### TEXT SECTION
API research for API integration in Data Retriever (GSoC '21)
Aakash3101 opened this issue · 0 comments
APIs researched for Data Retriever API integration
1. Stash API
Dryad Homepage: https://datadryad.org/stash
Stash API: https://datadryad.org/api/v2/docs/#/
Datasets are mostly related to biological sciences. Here is a screenshot of the search page for datasets: https://datadryad.org/search
All datasets are provided with a DOI string to uniquely identify them. These doi strings are present in the homepage url of the dataset. For example: https://datadryad.org/stash/dataset/doi:10.5061/dryad.f4qrfj6t3
Here the doi string is: doi:10.5061/dryad.f4qrfj6t3
The Stash API is used to get information related to the dataset using the doi string. It also has the download dataset api with it.
GET /datasets/{doi}/download is used to download the dataset. The doi string should be formatted to process the request.

### RECORDS PROVIDED
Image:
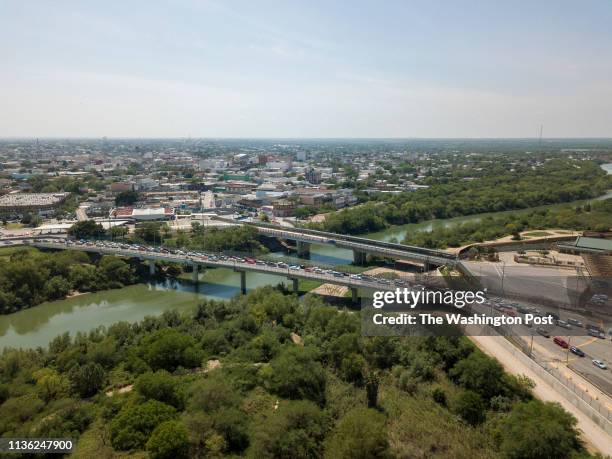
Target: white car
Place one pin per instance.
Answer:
(600, 364)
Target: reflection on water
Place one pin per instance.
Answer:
(38, 325)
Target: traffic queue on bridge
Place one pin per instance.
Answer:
(216, 257)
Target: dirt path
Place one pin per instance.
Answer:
(594, 437)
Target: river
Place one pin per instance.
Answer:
(38, 325)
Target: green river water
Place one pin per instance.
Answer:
(38, 325)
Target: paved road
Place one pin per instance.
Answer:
(496, 346)
(330, 278)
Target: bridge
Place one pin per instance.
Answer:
(195, 262)
(359, 245)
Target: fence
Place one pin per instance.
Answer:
(572, 392)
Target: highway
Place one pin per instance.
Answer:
(357, 244)
(353, 281)
(545, 350)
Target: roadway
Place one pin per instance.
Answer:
(357, 244)
(353, 281)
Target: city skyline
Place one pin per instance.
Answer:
(289, 70)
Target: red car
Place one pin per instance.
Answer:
(561, 342)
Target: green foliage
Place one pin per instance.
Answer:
(499, 186)
(31, 277)
(360, 434)
(149, 232)
(538, 430)
(68, 419)
(160, 386)
(598, 217)
(133, 426)
(169, 440)
(295, 374)
(88, 379)
(297, 429)
(234, 239)
(270, 397)
(470, 407)
(168, 349)
(479, 373)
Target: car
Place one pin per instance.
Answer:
(543, 332)
(560, 342)
(596, 334)
(564, 324)
(600, 364)
(577, 351)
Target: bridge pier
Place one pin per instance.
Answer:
(354, 295)
(359, 258)
(296, 284)
(303, 249)
(242, 282)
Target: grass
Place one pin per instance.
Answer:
(8, 251)
(306, 285)
(537, 233)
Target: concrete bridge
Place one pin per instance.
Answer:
(359, 245)
(195, 262)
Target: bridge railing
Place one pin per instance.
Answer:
(336, 236)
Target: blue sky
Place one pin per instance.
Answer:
(306, 69)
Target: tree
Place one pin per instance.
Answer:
(169, 440)
(88, 379)
(295, 374)
(538, 430)
(470, 407)
(117, 272)
(86, 229)
(134, 424)
(126, 198)
(480, 374)
(297, 429)
(159, 386)
(56, 287)
(50, 384)
(84, 277)
(169, 349)
(360, 434)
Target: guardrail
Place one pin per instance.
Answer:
(234, 264)
(353, 242)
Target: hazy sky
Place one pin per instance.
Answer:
(311, 68)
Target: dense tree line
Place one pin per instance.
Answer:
(267, 375)
(234, 239)
(496, 188)
(29, 277)
(592, 216)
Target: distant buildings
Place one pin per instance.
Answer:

### QUESTIONS ON THE MATERIAL
A – Shorten the paragraph of the Data Retriever API research that begins "All datasets are provided with a DOI string" into a single sentence that keeps its main facts.
B – Answer these questions from the Data Retriever API research, putting each answer on its own line and marking it like its question:
(i) To which field are most of the datasets related?
(ii) What is the doi string in the example dataset URL?
(iii) Which request is used to download a dataset?
C – Rewrite everything in the Data Retriever API research from "API research for" down to "api with it.", changing "Stash API" to "Dryad Stash API".
The rows above come from a separate source and are not part of the Data Retriever API research.

### RESPONSES FOR EACH TASK
A – Each dataset has a unique DOI string that appears in its homepage URL, such as https://datadryad.org/stash/dataset/doi:10.5061/dryad.f4qrfj6t3.

B –
(i) Biological sciences.
(ii) doi:10.5061/dryad.f4qrfj6t3
(iii) GET /datasets/{doi}/download

C –
API research for API integration in Data Retriever (GSoC '21)
Aakash3101 opened this issue · 0 comments
APIs researched for Data Retriever API integration
1. Dryad Stash API
Dryad Homepage: https://datadryad.org/stash
Dryad Stash API: https://datadryad.org/api/v2/docs/#/
Datasets are mostly related to biological sciences. Here is a screenshot of the search page for datasets: https://datadryad.org/search
All datasets are provided with a DOI string to uniquely identify them. These doi strings are present in the homepage url of the dataset. For example: https://datadryad.org/stash/dataset/doi:10.5061/dryad.f4qrfj6t3
Here the doi string is: doi:10.5061/dryad.f4qrfj6t3
The Dryad Stash API is used to get information related to the dataset using the doi string. It also has the download dataset api with it.